About this exercise
Return every record exactly. Omit nothing.

========

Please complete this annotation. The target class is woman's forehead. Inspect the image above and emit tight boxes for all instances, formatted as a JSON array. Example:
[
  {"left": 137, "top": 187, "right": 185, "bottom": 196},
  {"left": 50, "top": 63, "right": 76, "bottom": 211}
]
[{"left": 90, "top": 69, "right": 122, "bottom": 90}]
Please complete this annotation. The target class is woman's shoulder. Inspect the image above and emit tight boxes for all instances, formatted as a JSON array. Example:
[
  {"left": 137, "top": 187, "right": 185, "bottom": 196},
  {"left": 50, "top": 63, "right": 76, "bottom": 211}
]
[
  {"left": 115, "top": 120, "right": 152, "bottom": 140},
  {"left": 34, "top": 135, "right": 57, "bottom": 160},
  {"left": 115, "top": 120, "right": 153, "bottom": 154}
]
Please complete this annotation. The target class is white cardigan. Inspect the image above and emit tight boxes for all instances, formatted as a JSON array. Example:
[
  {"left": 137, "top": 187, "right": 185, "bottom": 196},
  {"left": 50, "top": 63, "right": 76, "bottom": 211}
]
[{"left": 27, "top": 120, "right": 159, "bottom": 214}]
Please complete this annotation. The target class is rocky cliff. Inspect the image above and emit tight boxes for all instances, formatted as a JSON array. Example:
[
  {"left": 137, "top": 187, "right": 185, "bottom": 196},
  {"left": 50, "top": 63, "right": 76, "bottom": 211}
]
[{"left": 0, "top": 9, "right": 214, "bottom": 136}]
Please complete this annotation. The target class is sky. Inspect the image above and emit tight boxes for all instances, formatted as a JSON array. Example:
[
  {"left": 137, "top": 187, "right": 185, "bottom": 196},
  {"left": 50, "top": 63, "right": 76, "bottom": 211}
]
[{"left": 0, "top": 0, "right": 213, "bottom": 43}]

========

Output for this task
Please complete this annotation. The target class is woman's forehead. Inspect the image above and emit tight boxes for all instances, formatted as a JSON array. Example:
[
  {"left": 137, "top": 187, "right": 185, "bottom": 196},
  {"left": 50, "top": 63, "right": 76, "bottom": 211}
]
[{"left": 90, "top": 69, "right": 122, "bottom": 90}]
Please complete this annotation. The target class is woman's shoulder. Inspect the image above and emit tight boxes for all instances, formatted as a JSON array. Example:
[
  {"left": 137, "top": 187, "right": 185, "bottom": 196},
  {"left": 50, "top": 63, "right": 76, "bottom": 211}
]
[
  {"left": 115, "top": 120, "right": 152, "bottom": 140},
  {"left": 34, "top": 135, "right": 57, "bottom": 160},
  {"left": 115, "top": 120, "right": 153, "bottom": 154}
]
Please complete this annotation. The target class is white cardigan. Inspect the image above and emit tight boxes for all instances, formatted as a JSON array. Example:
[
  {"left": 137, "top": 187, "right": 185, "bottom": 196},
  {"left": 50, "top": 63, "right": 76, "bottom": 211}
]
[{"left": 27, "top": 120, "right": 159, "bottom": 214}]
Please complete this annotation. The target class is rocky cliff. Inspect the image above and emit tight boxes for all instances, formatted as a JSON array. Example:
[
  {"left": 137, "top": 187, "right": 185, "bottom": 196},
  {"left": 50, "top": 63, "right": 76, "bottom": 211}
]
[{"left": 0, "top": 9, "right": 214, "bottom": 136}]
Please complete this annotation. The target class is sky. Inspect the image above and emit tight boxes for all instances, formatted as a JSON array. Example:
[
  {"left": 137, "top": 187, "right": 185, "bottom": 196},
  {"left": 50, "top": 63, "right": 76, "bottom": 211}
]
[{"left": 0, "top": 0, "right": 213, "bottom": 43}]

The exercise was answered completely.